Directions » Render every line of the records below as a JSON list of strings, one string per line, skipping blank lines and leaving out the pictures.

Record set »
☆ ☆ ☆ ☆ ☆ ☆ ☆
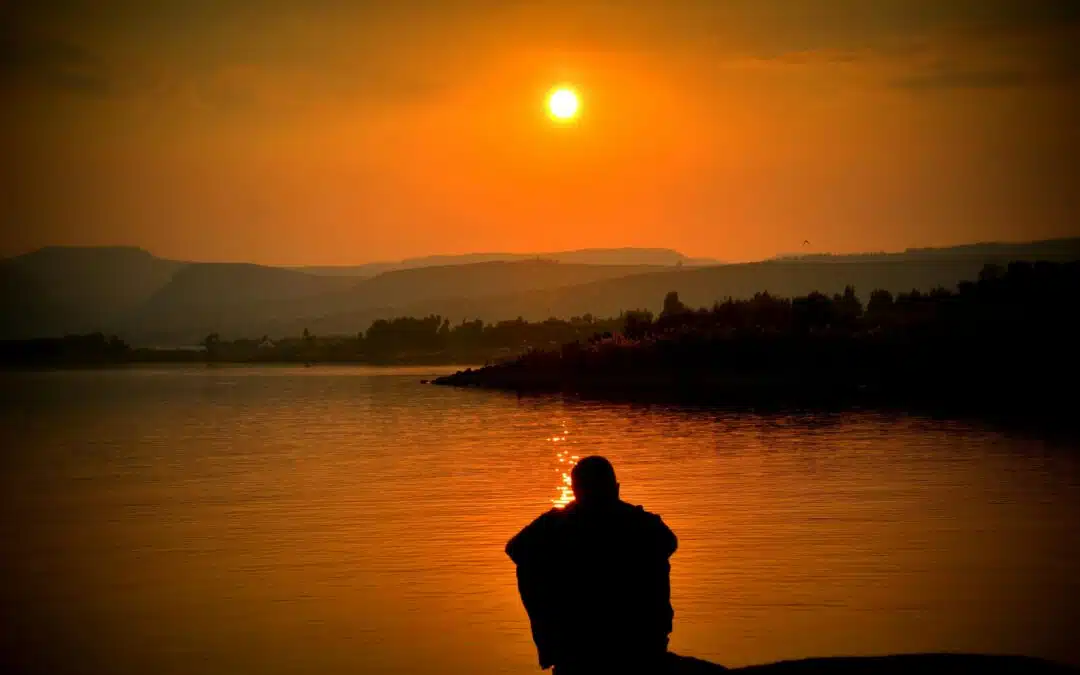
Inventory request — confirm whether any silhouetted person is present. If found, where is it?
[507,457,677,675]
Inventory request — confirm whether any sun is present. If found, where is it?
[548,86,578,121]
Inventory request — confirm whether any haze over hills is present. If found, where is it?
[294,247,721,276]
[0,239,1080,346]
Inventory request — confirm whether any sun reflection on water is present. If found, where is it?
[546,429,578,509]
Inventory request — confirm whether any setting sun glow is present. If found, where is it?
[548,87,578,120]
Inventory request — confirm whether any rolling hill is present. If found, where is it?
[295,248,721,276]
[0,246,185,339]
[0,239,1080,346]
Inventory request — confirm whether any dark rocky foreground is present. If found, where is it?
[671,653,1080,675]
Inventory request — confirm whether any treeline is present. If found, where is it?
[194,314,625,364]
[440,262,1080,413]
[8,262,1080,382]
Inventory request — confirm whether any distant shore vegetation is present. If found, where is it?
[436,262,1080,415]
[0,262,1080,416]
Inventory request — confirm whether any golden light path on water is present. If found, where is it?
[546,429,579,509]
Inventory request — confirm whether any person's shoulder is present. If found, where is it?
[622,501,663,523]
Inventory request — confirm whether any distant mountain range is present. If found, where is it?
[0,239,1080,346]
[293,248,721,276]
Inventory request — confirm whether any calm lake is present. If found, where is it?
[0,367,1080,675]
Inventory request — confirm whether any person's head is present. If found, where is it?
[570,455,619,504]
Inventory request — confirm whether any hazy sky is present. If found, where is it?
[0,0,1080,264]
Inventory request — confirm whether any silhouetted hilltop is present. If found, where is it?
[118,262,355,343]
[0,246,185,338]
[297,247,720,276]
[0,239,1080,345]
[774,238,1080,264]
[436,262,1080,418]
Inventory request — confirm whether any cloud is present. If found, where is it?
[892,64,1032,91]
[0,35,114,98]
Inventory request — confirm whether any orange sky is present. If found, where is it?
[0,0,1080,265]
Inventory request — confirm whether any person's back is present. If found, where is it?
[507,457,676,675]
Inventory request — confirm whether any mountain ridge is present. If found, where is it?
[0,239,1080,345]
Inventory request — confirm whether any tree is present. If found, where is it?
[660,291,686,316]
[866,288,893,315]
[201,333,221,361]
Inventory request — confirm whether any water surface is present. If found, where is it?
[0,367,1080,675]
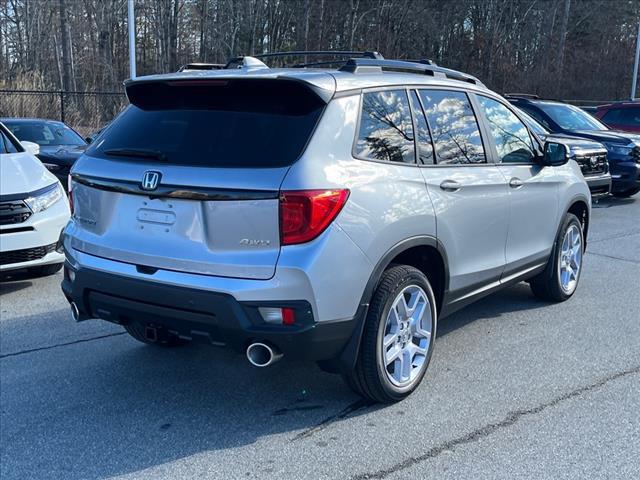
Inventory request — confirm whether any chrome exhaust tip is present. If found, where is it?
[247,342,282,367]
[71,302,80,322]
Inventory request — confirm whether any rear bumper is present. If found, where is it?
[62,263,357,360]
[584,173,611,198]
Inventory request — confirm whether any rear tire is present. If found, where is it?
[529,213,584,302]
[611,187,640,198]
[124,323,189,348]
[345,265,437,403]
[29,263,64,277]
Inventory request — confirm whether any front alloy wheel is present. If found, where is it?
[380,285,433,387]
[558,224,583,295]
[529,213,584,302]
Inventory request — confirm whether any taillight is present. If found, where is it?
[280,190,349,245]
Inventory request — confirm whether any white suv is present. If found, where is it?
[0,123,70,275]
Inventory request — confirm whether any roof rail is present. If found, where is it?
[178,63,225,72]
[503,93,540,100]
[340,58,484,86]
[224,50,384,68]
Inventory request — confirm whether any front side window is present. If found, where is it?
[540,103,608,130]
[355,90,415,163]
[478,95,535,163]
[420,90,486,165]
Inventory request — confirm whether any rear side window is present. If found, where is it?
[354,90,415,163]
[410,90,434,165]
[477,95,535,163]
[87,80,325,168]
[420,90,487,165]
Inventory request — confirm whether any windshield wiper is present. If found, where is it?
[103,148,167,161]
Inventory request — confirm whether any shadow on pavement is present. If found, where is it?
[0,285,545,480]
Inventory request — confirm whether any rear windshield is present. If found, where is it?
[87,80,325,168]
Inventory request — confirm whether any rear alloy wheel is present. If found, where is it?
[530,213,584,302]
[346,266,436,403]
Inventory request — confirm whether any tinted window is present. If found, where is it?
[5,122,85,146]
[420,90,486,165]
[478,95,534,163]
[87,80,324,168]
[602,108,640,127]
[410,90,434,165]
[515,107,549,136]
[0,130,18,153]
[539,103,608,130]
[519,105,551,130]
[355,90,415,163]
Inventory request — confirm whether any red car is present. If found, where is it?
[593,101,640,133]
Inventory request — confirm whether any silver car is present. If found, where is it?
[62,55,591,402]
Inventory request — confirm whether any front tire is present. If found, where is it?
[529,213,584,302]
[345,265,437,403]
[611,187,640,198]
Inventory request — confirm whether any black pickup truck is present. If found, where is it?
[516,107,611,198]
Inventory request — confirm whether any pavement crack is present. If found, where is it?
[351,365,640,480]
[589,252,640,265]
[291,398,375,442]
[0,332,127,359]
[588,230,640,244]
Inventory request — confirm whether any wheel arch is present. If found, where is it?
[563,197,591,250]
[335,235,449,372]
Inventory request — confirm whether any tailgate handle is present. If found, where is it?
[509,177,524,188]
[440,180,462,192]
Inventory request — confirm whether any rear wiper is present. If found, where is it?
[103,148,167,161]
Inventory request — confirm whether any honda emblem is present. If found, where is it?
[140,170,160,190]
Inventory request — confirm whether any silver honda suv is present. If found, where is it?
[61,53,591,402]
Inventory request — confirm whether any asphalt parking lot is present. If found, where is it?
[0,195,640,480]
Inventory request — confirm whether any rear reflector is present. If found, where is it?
☆ ☆ ☆ ☆ ☆ ☆ ☆
Solution to this exercise »
[
  "Inventory request — confirm whether any silhouetted person is present. If found, where is it?",
  "[507,457,677,675]",
  "Inventory request — confirm whether any sun is present. If found, where is it?",
  "[548,86,578,121]",
  "Inventory request — confirm whether any haze over hills is present. If found, where is it?",
  "[294,247,721,276]",
  "[0,239,1080,346]",
  "Inventory request — confirm whether any sun reflection on water is present. If found, where is it?",
  "[546,429,578,509]",
  "Inventory request — confirm whether any setting sun glow is present. If found, where is it?",
  "[548,87,578,120]",
  "Inventory request — confirm whether any rolling hill is present. If found, where is it?",
  "[295,248,721,276]",
  "[0,246,185,339]",
  "[0,239,1080,346]",
  "Inventory request — confirm whether any dark rocky foreground is present. If found, where is it?",
  "[671,653,1080,675]",
  "Inventory request — confirm whether any treeline is present. If found, where is it?",
  "[194,314,625,364]",
  "[440,262,1080,413]",
  "[8,262,1080,382]",
  "Inventory request — confirm whether any distant shore vegetation is present. If found, where is it?",
  "[436,262,1080,415]",
  "[0,262,1080,416]",
  "Inventory request — confirm whether any golden light path on water is present. If found, where is it?",
  "[546,429,579,509]",
  "Inventory request — confirm whether any person's shoulder is present. If found, where is it?",
  "[622,501,663,523]",
  "Inventory request — confirm whether any distant mountain range is present. If found, where is it?",
  "[0,239,1080,346]",
  "[293,248,721,276]",
  "Inventory request — confirm whether any calm lake is present. If found, where is it?",
  "[0,367,1080,675]",
  "Inventory request — confirm whether any person's head is present. If found, where is it?",
  "[570,455,619,504]",
  "Inventory request — confirm whether any hazy sky is present. If found, where is it?",
  "[0,0,1080,264]",
  "Inventory request — confirm whether any silhouetted hilltop is present. If found, where is it?",
  "[118,262,355,343]",
  "[0,246,185,338]",
  "[297,247,720,276]",
  "[0,239,1080,345]",
  "[774,238,1080,264]",
  "[436,262,1080,418]",
  "Inventory request — confirm whether any cloud is present. If found, where is it?",
  "[892,64,1032,91]",
  "[0,35,114,98]",
  "Inventory request — confirm whether any orange sky is present. If found, where is it?",
  "[0,0,1080,265]",
  "Inventory request — confirm whether any person's back is present. If found, where is it?",
  "[507,457,676,675]",
  "Inventory request — confirm whether any mountain ridge is present. If found, where is it?",
  "[0,239,1080,345]",
  "Inventory request — confirm whether any tree is present. If found, where is it?",
  "[660,291,686,316]",
  "[866,288,893,315]",
  "[201,333,221,361]",
  "Inventory request — confirm whether any water surface is present. If found, where is it?",
  "[0,367,1080,675]",
  "Inventory request — confirm whether any chrome exhaust tip is present. If found, where is it?",
  "[247,342,282,367]",
  "[71,302,80,322]",
  "Inventory request — confirm whether any rear bumper is present. If found, where is it?",
  "[62,263,357,360]",
  "[584,173,611,198]",
  "Inventory request — confirm whether any rear tire is present. If found, where is it?",
  "[529,213,584,302]",
  "[611,187,640,198]",
  "[124,323,189,348]",
  "[345,265,437,403]",
  "[29,263,64,277]",
  "Inventory request — confirm whether any front alloy wheel is present. If found, where is it?",
  "[380,285,433,387]",
  "[558,224,583,295]",
  "[529,213,584,302]",
  "Inventory request — confirm whether any taillight is present. If found, where is it?",
  "[280,190,349,245]",
  "Inventory request — confirm whether any white suv is present. If found, where is it?",
  "[0,123,70,275]",
  "Inventory request — confirm whether any roof rail is present. If found, where is it?",
  "[178,63,225,72]",
  "[503,93,540,100]",
  "[340,58,484,86]",
  "[224,50,384,68]",
  "Inventory request — confirm whether any front side window is present. If found, where is it?",
  "[540,103,608,130]",
  "[355,90,415,163]",
  "[478,95,535,163]",
  "[420,90,486,165]",
  "Inventory request — confirm whether any rear side window is present. If found, where is it?",
  "[354,90,415,163]",
  "[410,90,434,165]",
  "[477,95,535,163]",
  "[87,80,325,168]",
  "[420,90,487,165]",
  "Inventory request — confirm whether any windshield wiper is present. If found, where is it?",
  "[103,148,167,161]",
  "Inventory request — confirm whether any shadow on pavement is present. If found, where is it?",
  "[0,285,545,480]",
  "Inventory request — confirm whether any rear windshield is present. If found, where is it?",
  "[87,80,325,168]",
  "Inventory request — confirm whether any rear alloy wheel is present. If found, where is it?",
  "[530,213,584,302]",
  "[346,266,436,403]",
  "Inventory request — confirm whether any tinted window is present. If found, where is it?",
  "[5,122,85,146]",
  "[420,90,486,165]",
  "[478,95,534,163]",
  "[87,80,324,168]",
  "[602,108,640,127]",
  "[410,90,434,165]",
  "[515,107,549,136]",
  "[0,130,18,153]",
  "[539,103,608,130]",
  "[519,105,551,130]",
  "[355,90,415,163]",
  "Inventory request — confirm whether any red car is present. If found, where is it?",
  "[593,101,640,133]",
  "Inventory request — confirm whether any silver car is present. If found, where is it?",
  "[62,55,591,402]",
  "Inventory request — confirm whether any front tire is present. If found, where is it?",
  "[529,213,584,302]",
  "[345,265,437,403]",
  "[611,187,640,198]",
  "Inventory request — confirm whether any black pickup truck is present. If found, where is it?",
  "[516,107,611,198]",
  "Inventory request — confirm whether any pavement crack is present. If found, where is it?",
  "[351,365,640,480]",
  "[589,252,640,265]",
  "[291,398,375,442]",
  "[0,332,127,359]",
  "[588,230,640,244]",
  "Inventory request — confirm whether any wheel arch is present. If found, where is it?",
  "[563,197,591,250]",
  "[335,235,449,372]",
  "Inventory request — confirm whether any tailgate handle is present. If found, where is it?",
  "[509,177,524,188]",
  "[440,180,462,192]",
  "Inventory request — confirm whether any rear wiper is present. If found, where is it?",
  "[103,148,167,161]",
  "Inventory request — confirm whether any honda emblem is present. If found, where is it?",
  "[140,170,160,190]",
  "Inventory request — confirm whether any silver honda suv is present. If found, where is it?",
  "[61,53,591,402]",
  "Inventory request — confirm whether any asphalt parking lot is present. If found, where is it?",
  "[0,195,640,480]",
  "Inventory request — confirm whether any rear reflector is present. If found, where is it?"
]